THE EXERCISE:
Return each line in the data below that contains the word "canopy".

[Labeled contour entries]
• • • •

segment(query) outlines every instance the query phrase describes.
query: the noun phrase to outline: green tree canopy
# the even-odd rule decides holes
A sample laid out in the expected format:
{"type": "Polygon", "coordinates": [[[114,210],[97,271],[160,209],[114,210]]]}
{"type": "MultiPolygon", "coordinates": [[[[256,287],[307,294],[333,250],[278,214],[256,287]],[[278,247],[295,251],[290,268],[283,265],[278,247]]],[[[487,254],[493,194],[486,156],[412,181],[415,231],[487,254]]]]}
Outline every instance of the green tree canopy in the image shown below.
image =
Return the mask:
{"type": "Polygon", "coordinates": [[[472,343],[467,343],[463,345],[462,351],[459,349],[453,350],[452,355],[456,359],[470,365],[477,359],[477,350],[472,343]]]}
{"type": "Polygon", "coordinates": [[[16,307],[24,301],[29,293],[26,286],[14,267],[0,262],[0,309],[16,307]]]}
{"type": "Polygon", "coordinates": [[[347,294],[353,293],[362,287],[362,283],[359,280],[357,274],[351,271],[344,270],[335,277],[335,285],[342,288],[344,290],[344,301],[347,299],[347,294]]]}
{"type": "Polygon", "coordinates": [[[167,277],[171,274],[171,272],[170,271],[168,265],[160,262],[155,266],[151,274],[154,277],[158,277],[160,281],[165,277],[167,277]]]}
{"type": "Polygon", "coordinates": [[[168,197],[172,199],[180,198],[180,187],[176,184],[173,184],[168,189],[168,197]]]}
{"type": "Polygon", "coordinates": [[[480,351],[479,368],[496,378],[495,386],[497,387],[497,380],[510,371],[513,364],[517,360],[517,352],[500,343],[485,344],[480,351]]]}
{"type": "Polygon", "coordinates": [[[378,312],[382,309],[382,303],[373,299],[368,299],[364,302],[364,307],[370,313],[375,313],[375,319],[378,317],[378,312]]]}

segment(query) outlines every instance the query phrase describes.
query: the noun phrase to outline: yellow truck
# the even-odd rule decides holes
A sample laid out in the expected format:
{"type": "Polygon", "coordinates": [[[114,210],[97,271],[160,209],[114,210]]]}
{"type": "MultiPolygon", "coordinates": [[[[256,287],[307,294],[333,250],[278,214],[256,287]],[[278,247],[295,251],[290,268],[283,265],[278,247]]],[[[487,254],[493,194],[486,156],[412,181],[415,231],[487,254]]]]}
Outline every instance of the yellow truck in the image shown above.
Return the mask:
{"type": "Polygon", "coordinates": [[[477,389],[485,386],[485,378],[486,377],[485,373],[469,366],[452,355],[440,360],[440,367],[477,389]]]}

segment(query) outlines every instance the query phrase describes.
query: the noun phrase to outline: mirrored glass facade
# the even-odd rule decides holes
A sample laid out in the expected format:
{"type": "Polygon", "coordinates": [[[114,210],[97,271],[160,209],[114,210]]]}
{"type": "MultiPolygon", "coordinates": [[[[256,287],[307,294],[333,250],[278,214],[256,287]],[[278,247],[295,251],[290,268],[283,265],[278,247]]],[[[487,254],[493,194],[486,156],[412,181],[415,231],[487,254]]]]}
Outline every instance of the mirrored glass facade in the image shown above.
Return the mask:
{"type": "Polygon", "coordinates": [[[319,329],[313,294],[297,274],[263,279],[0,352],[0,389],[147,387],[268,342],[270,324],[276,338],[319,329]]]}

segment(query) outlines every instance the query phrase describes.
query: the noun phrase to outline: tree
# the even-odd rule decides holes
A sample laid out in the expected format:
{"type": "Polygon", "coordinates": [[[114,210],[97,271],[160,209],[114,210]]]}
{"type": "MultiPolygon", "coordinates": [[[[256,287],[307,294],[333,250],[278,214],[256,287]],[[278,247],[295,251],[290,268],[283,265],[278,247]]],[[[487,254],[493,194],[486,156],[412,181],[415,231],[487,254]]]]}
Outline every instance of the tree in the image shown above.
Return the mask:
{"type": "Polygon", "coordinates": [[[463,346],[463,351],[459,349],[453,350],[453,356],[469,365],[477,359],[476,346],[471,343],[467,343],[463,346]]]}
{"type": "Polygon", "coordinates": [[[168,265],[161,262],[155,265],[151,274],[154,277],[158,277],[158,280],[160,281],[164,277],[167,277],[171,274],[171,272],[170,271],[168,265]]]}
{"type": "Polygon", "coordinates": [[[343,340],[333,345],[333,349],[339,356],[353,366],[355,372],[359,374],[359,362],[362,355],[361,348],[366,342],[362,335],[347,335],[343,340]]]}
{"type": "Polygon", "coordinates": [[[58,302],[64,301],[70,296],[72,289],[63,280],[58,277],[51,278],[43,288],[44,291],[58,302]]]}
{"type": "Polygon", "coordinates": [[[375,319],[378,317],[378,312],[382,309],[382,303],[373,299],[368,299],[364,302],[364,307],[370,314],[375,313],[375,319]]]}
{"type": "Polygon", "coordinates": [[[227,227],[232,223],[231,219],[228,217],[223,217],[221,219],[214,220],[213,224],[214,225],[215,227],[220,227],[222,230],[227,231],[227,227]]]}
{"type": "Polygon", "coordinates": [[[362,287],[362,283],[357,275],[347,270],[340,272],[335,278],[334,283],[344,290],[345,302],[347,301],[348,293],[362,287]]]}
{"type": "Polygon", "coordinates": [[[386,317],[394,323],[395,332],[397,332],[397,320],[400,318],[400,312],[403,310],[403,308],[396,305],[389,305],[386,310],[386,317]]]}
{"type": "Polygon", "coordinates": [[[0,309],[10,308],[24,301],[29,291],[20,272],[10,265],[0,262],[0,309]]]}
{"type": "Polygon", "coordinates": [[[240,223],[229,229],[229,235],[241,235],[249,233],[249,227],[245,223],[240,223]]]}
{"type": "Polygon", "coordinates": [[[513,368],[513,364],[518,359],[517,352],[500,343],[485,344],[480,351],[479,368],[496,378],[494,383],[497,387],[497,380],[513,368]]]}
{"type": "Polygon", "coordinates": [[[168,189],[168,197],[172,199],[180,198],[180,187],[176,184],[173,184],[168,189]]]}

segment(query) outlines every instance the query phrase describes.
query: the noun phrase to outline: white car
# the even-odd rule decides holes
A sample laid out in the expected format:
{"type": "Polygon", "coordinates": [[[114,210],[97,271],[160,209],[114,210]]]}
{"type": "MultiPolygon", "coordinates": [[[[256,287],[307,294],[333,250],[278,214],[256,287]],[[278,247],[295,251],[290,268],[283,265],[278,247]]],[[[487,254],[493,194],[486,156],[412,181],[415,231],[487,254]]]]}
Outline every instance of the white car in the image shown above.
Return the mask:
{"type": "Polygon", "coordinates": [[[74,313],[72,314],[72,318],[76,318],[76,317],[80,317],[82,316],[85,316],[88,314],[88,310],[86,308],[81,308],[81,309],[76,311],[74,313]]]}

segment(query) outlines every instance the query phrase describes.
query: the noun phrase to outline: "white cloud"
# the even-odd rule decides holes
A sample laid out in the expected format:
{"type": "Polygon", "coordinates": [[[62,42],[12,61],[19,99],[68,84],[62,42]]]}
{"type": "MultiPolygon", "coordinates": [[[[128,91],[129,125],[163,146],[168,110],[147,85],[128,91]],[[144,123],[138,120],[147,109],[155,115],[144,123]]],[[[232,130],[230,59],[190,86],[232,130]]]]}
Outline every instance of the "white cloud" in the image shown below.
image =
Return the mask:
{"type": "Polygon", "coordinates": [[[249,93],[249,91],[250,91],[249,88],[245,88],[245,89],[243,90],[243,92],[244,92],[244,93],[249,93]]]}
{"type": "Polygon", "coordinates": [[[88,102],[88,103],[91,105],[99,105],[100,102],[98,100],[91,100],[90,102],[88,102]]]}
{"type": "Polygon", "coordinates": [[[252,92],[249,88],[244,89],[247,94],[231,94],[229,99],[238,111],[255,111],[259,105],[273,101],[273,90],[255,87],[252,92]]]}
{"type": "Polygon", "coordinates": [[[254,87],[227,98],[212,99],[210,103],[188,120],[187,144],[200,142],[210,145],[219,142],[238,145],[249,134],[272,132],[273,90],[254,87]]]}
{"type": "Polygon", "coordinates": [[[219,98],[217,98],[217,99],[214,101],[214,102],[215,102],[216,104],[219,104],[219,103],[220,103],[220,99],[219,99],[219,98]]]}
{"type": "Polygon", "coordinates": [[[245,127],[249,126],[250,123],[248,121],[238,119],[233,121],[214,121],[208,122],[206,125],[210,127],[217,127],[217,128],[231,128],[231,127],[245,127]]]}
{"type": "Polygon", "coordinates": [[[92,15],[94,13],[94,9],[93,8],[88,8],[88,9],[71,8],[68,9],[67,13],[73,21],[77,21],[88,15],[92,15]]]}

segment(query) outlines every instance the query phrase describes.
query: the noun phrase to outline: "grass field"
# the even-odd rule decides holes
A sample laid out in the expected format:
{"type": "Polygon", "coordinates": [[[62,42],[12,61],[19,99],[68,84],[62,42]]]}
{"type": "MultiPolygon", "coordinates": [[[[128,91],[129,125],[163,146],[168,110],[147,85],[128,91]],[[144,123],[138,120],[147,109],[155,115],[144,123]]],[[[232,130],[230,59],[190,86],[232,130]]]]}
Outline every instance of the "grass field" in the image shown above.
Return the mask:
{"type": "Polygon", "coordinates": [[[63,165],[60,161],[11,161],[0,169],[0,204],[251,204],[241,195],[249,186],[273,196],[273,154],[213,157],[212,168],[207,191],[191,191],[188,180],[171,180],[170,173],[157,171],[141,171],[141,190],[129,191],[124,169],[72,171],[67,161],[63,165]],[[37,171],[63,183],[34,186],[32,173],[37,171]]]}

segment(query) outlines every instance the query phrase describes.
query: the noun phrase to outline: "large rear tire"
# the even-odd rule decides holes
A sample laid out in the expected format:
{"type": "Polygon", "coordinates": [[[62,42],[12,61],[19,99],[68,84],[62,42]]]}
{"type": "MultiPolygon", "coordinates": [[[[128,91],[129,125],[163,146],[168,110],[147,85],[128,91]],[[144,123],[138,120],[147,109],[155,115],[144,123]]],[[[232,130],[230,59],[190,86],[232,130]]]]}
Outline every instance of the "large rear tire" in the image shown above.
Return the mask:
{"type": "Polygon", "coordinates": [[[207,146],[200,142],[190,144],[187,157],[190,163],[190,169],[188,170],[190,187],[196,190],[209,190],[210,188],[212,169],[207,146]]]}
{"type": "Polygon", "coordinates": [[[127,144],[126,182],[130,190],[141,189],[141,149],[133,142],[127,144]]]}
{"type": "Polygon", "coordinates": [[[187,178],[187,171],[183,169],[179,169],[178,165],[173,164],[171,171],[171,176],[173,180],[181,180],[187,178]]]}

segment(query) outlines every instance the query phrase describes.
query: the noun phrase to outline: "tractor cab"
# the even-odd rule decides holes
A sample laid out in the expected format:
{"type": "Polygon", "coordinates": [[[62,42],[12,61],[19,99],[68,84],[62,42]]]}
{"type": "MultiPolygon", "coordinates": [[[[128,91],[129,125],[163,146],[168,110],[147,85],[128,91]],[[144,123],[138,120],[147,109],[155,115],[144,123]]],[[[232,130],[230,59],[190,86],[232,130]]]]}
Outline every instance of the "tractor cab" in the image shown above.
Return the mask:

• • • •

RIGHT ANSWER:
query: the noun phrase to outline: green tree canopy
Outline every instance of the green tree canopy in the image shown below.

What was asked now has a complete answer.